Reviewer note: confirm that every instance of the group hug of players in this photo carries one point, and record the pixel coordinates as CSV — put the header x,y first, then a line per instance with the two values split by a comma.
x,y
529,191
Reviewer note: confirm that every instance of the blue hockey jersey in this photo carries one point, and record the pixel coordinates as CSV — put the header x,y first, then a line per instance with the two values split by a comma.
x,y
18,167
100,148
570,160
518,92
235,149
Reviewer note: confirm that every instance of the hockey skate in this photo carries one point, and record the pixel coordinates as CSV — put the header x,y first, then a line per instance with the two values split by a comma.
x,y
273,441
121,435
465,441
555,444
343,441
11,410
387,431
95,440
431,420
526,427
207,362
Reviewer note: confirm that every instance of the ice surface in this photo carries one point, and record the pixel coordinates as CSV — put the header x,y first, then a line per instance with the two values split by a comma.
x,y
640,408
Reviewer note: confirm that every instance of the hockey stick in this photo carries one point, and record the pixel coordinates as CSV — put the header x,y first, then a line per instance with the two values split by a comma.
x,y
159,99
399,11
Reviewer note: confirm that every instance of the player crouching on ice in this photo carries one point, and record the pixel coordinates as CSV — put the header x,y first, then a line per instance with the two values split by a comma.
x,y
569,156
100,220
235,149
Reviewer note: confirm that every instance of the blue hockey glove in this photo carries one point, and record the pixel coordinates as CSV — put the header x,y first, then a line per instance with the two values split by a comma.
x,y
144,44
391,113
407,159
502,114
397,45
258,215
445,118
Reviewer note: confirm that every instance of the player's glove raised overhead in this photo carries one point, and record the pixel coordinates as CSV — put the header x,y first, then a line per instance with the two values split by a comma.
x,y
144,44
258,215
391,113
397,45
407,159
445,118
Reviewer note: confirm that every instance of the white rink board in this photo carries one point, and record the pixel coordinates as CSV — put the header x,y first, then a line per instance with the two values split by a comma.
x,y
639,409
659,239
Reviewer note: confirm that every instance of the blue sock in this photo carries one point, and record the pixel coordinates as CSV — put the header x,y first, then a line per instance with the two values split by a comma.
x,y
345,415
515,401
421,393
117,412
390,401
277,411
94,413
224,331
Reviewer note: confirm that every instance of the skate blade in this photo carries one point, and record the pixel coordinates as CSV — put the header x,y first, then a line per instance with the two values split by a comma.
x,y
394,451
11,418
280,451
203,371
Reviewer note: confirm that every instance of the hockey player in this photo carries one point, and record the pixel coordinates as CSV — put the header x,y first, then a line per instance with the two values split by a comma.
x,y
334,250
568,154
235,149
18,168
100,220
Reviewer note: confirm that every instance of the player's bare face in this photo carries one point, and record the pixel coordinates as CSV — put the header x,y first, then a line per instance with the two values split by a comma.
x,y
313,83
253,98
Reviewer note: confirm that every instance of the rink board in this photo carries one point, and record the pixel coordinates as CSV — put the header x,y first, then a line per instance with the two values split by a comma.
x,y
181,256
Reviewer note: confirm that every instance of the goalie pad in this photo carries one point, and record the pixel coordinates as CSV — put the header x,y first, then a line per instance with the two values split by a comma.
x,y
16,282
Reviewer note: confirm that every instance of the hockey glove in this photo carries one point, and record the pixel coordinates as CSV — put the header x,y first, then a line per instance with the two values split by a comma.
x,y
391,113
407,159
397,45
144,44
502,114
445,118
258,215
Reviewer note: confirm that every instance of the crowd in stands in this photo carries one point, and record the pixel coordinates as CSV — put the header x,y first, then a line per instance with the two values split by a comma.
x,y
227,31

* * * *

**Instruction**
Print only the lines from the one with "Reviewer note: confirm that every instance of the player's bare" to the end of the records, both included.

**The response**
Reviewer note: confirm that every instance of the player's bare face in this photo carries one point, and record the pixel coordinates as CSV — put the header x,y first, then a line per instance with the two values split by a comma.
x,y
313,83
253,98
Reviewer note: confirm that every instance of the rink board in this photo carries one point, and record the pixel coordinates as CSV — put the header x,y first, then a line per instance with the two values split by a comma.
x,y
181,256
Reviewer note: confirm that every instance of the goalie pad in this photo carries one point, and record the pixel coordinates as CSV — put the header x,y first, then a line per instance with the two values split by a comma.
x,y
16,282
Reviewer note: confirm that every instance of the hockey glove in this photo carries one point, and record the pixel coordinates as CSV — put the header x,y first, then a line per instance with the two values split by a comma.
x,y
391,113
407,159
397,45
144,44
502,114
445,118
258,215
Reviewer note: confirm that every instance of the crowd in stands in this photo carries one point, and record the pixel coordinates as CSV — put the header x,y first, then a line per instance with the two values split by a comma.
x,y
227,31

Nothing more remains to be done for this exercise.